* **Kutipan Dokumen**:
Pertama Kalinya, AS Tes Vaksin Virus Corona kepada Manusia
A
A
A
SEATTLE - Ilmuwan Amerika Serikat (AS) telah memberikan dosis pertama vaksin virus Corona baru, COVID-19, kepada manusia. Uji coba ini menempatkan AS memimpin penelitian perlindungan terhadap virus COVID-19 di tengah melonjaknya pandemi Corona.
Menyuntikkan vaksin dengan hati-hati ke lengan sukarelawan yang sehat, para ilmuwan Kaiser Permanente Washington Research Institute di Seattle memulai penelitian tahap pertama yang ditunggu-tunggu dengan cemas tentang potensi vaksin COVID-19 yang dikembangkan dalam waktu singkat setelah virus baru itu meledak di China dan menyebar ke seluruh penjuru dunia.

* **Petunjuk Latihan**:
(a) Salin kata demi kata bagian berita tentang uji vaksin virus Corona, mulai dari "Menyuntikkan vaksin dengan" dan berakhir pada "seluruh penjuru dunia.".
(b) Menurut berita tentang uji vaksin virus Corona, ilmuwan dari lembaga mana yang menyuntikkan vaksin ke lengan sukarelawan?

* **Cuplikan Materi**:

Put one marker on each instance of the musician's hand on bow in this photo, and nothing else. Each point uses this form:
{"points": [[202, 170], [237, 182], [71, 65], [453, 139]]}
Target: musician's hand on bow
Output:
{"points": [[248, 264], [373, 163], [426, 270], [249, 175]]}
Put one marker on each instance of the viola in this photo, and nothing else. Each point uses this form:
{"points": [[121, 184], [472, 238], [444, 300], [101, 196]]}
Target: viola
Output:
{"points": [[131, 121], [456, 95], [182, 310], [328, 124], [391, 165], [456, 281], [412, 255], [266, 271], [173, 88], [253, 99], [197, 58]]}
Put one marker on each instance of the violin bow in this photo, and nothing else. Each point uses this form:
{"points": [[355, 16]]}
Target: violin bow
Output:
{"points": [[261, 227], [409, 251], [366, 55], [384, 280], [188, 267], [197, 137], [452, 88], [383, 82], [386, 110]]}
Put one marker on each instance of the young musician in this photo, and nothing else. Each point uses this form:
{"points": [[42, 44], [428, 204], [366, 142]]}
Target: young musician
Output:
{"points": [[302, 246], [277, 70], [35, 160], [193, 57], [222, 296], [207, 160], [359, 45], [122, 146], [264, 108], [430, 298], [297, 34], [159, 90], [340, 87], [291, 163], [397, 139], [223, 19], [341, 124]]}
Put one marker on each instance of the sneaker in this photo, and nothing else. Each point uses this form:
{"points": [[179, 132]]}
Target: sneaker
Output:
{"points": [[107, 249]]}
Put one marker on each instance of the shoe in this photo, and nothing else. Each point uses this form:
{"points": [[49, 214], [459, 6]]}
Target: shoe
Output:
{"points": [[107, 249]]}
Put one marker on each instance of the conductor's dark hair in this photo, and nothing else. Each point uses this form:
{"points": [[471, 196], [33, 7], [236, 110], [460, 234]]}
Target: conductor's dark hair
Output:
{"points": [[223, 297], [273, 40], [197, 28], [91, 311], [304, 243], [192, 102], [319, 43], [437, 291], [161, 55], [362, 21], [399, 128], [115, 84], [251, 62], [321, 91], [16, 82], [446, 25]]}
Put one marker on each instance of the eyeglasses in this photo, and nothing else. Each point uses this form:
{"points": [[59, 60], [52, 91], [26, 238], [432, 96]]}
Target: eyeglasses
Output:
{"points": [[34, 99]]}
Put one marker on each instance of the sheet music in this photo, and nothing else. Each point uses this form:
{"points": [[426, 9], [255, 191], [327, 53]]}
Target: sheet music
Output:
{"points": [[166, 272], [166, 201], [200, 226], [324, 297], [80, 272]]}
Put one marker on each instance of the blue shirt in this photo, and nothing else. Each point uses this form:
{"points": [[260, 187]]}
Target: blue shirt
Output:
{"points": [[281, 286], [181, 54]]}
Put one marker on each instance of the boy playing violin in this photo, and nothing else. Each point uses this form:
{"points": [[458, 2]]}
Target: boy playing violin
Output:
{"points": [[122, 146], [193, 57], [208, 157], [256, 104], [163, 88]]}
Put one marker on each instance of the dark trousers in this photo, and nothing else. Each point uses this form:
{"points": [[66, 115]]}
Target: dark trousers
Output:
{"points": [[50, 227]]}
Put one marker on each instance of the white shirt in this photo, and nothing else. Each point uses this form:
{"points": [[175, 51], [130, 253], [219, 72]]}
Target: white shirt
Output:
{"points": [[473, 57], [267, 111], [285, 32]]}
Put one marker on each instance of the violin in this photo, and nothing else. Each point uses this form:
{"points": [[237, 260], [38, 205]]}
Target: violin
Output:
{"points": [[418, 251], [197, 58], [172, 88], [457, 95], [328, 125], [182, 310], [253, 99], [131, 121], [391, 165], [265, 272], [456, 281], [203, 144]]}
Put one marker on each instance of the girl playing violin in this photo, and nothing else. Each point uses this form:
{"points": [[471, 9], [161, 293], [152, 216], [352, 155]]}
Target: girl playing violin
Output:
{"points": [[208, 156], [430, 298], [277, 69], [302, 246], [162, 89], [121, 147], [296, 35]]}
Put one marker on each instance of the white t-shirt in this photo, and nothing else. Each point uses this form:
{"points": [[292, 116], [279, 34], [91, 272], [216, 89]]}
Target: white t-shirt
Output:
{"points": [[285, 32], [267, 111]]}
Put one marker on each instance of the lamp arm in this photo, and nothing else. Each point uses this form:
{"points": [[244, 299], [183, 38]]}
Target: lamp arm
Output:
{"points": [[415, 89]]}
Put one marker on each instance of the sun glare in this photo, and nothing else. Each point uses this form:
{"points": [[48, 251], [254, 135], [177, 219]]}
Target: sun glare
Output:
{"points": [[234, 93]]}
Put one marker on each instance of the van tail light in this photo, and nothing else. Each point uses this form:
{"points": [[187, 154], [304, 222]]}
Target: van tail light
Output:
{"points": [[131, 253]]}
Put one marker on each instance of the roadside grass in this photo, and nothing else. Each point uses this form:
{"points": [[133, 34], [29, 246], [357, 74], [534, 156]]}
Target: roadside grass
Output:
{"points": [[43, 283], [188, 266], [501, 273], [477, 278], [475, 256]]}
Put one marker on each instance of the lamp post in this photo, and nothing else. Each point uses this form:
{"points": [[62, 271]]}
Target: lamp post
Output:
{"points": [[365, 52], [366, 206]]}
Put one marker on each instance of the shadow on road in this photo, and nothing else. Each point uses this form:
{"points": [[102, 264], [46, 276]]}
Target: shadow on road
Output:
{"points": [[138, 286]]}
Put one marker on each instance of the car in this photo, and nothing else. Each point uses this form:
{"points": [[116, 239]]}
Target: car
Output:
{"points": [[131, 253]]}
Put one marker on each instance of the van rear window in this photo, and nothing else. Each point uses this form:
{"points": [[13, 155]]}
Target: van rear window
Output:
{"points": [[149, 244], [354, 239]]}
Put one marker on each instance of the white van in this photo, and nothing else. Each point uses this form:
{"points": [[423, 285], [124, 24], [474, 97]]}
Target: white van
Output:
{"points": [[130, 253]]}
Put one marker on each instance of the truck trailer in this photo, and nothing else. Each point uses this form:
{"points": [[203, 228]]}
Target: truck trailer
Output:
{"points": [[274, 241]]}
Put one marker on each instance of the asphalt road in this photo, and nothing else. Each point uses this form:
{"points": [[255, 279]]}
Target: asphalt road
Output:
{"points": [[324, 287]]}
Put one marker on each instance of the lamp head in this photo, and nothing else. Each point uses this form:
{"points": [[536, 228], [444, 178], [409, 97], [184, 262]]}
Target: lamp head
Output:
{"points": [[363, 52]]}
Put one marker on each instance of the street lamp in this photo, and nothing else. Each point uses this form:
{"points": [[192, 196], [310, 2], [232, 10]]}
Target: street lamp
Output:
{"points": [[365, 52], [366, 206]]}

* **Jawaban Tertulis**:
(a)
Menyuntikkan vaksin dengan hati-hati ke lengan sukarelawan yang sehat, para ilmuwan Kaiser Permanente Washington Research Institute di Seattle memulai penelitian tahap pertama yang ditunggu-tunggu dengan cemas tentang potensi vaksin COVID-19 yang dikembangkan dalam waktu singkat setelah virus baru itu meledak di China dan menyebar ke seluruh penjuru dunia.

(b) Kaiser Permanente Washington Research Institute di Seattle.